Arrange the entries from the line with "Pretty please, detect the railing" up to and including the line with "[38,91,75,127]" as a two-column CSV with the columns request and box. Give one row per request, put its text and its answer each in one quoted field, and turn any line breaks into spaces.
-- BEGIN SUPPLIED MATERIAL --
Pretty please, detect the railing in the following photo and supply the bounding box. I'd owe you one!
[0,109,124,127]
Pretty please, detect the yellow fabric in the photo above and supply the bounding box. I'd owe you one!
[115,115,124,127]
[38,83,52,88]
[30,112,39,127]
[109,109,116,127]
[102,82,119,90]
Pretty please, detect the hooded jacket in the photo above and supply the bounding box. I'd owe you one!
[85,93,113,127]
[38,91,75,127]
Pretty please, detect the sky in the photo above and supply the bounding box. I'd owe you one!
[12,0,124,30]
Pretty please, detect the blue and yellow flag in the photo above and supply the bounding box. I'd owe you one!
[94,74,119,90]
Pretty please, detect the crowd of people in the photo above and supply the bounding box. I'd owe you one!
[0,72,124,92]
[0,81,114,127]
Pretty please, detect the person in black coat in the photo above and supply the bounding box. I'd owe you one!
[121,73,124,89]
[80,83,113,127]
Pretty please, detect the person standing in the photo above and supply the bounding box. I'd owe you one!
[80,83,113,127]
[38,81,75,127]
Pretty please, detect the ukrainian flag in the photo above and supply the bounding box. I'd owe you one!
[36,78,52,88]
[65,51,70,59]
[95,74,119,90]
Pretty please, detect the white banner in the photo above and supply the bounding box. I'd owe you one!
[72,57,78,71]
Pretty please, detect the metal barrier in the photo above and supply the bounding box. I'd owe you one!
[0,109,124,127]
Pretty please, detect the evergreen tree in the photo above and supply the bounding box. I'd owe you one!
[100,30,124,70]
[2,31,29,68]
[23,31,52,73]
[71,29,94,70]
-- END SUPPLIED MATERIAL --
-- BEGIN SUPPLIED MATERIAL --
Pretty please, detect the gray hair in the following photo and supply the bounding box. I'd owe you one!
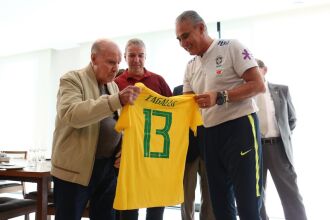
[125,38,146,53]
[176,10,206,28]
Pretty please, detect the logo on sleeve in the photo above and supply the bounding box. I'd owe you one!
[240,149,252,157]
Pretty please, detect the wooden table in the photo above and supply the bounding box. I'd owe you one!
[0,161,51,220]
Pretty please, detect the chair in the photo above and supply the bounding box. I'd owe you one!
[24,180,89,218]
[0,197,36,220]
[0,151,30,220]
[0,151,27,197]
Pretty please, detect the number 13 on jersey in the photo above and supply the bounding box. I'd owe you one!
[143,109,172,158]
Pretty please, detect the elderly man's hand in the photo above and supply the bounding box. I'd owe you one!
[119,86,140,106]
-- END SUPPLIED MATERIAL --
-- BEGIN SUPPLIED MATERIAL --
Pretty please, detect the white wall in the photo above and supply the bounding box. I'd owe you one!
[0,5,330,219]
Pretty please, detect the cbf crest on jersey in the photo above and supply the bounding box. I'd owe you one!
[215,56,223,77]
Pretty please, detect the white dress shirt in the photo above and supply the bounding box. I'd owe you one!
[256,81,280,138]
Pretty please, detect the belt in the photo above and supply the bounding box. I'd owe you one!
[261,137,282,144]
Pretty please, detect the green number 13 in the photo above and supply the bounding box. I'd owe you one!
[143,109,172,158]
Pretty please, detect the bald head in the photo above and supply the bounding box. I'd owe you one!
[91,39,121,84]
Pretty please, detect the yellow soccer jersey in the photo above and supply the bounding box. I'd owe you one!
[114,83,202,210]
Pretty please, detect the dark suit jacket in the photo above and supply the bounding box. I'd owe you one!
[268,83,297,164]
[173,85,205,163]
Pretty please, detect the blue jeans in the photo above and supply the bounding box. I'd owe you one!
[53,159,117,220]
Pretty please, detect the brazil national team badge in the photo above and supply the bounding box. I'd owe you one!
-- END SUPPLIED MATERIAL --
**SOLUTION:**
request,box
"Pretty please, detect the railing in the following photo and supply the bounding box. I'd owe you one!","[0,109,124,127]"
"Pretty please, detect the yellow fabric in the photo above and supply the bounding box. I'd owe you one!","[115,115,124,127] [38,83,52,88] [30,112,39,127] [109,109,116,127] [102,82,119,90]"
"Pretty please, detect the hooded jacket in the photo above and supply the bounding box. I'd owe you one!","[85,93,113,127] [38,91,75,127]"